- Exercice proposé 1:
Indiquez si chacune des affirmations suivantes concorde avec le texte cité, en répondant par oui ou par non et en citant les mots exacts qui le prouvent. (a) Heydrich a reçu l'accord du maréchal Göring le 31 juillet 1941. (b) Heydrich s'attend à des difficultés de recensement en France. (c) Le chiffre avancé par Heydrich pour la France est de 330 000.
- Exercice proposé 2:
Recopiez mot pour mot le passage du texte cité qui commence par « En ce qui concerne » et se termine par « poser de questions. ».

- Texte cité:
Industrialiser la mort
Passer à la vitesse supérieure revient à mettre en place une politique industrielle d'élimination des Juifs. Depuis le 31 juillet 1941, Heydrich a obtenu le feu vert du maréchal Göring pour ne pas se limiter à épurer les Juifs du Reich mais à réfléchir sur toutes les composantes d'un arsenal prompt à régler définitivement la question juive en Europe. Avant Wannsee, des exécutions massives ont lieu dans les territoires occupés et on estime alors que 230.000 de ces malheureux ont été tués dans les Pays baltes ainsi qu'en Ruthénie. L'action des groupes SS chargés des basses œuvres est jugée médiocre et des dignitaires du Reich soulignent l'insuffisance mathématique des résultats. Devant ses interlocuteurs, Reinhard Heydrich affirme : « Le temps des massacres sauvages est terminé. J'exige de la méthode, une envie de perfection, la mise en place d'une extermination scientifique qui interdira à tout Juif de passer à travers les mailles du filet de la purification. Cette solution doit être la fierté d'une Allemagne garante de la pureté originelle ».
Froid, méthodique, l'officier qui a mûrement réfléchi son plan déroule devant son auditoire une machine de mort. Il cible onze millions de Juifs européens en situation : « d'urgence de traitement ». Il présente une fiche détaillée et énumère son infâme comptabilité : cinq millions pour l'Union soviétique, 2.248.000 pour le gouvernement général de Pologne, 865 000 pour la France. Il ose même ajouter le chiffre de 330.000 pour le Royaume-Uni. Heydrich explique que les déportations vers l'Est vont provoquer une sélection naturelle par le travail. Ceux qui ne sont pas très costauds disparaîtront rapidement. Avant de préciser avec un cynisme inouï : « Le résidu qui subsistera sera traité avec les méthodes adéquates pour qu'on n'en entende plus parler ». En d'autres termes, il s'agit d'un assassinat prémédité. Heydrich considère qu'il faut : « balayer l'Europe d'ouest en est » et évacuer en priorité tous les Juifs de moins de 65 ans qui constituent le contingent le plus menaçant. Pour ceux qui sont plus âgés, le chef de la police imagine un mouroir, ghetto pour vieillards et pense l'établir à Theresienstadt. Il propose des conversations approfondies avec les militaires pour assurer les transferts sans que cela ne porte préjudice aux offensives menées à l'est contre l'Armée rouge.
En ce qui concerne le recensement des populations « parasites », Heydrich considère que les difficultés les plus importantes seront rencontrées en Roumanie et en Hongrie. En revanche, il n'imagine pas de problèmes en France parce qu'il considère que le gouvernement de Vichy est soumis et que son administration lui obéit sans se poser de questions.

- Données fournies:
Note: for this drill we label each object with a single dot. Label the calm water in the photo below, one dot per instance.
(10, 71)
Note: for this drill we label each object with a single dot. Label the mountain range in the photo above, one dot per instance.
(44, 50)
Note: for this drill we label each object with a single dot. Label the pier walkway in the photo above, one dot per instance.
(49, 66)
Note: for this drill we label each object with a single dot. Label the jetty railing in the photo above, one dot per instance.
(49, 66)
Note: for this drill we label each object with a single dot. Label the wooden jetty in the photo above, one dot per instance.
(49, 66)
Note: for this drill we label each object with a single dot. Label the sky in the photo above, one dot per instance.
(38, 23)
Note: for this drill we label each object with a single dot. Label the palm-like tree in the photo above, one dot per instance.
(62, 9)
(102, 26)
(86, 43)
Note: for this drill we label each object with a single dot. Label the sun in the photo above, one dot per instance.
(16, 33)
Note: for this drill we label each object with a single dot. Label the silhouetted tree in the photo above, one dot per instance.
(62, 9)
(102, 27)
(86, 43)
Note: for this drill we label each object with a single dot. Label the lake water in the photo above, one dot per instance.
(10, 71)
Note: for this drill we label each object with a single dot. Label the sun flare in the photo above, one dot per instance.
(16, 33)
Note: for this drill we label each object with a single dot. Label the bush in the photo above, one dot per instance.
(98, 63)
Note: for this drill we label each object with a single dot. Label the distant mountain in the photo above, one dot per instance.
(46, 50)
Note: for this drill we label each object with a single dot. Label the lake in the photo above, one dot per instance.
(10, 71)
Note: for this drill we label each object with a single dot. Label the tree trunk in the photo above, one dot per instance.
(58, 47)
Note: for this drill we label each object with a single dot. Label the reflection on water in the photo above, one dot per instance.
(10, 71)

...

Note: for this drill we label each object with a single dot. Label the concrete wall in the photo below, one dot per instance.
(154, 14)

* * *

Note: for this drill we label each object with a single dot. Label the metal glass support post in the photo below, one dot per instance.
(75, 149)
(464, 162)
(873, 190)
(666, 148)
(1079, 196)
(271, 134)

- Solution 1:
(a) Oui : « Depuis le 31 juillet 1941, Heydrich a obtenu le feu vert du maréchal Göring ».
(b) Non : « il n'imagine pas de problèmes en France ».
(c) Non : « 865 000 pour la France ».

- Solution 2:
En ce qui concerne le recensement des populations « parasites », Heydrich considère que les difficultés les plus importantes seront rencontrées en Roumanie et en Hongrie. En revanche, il n'imagine pas de problèmes en France parce qu'il considère que le gouvernement de Vichy est soumis et que son administration lui obéit sans se poser de questions.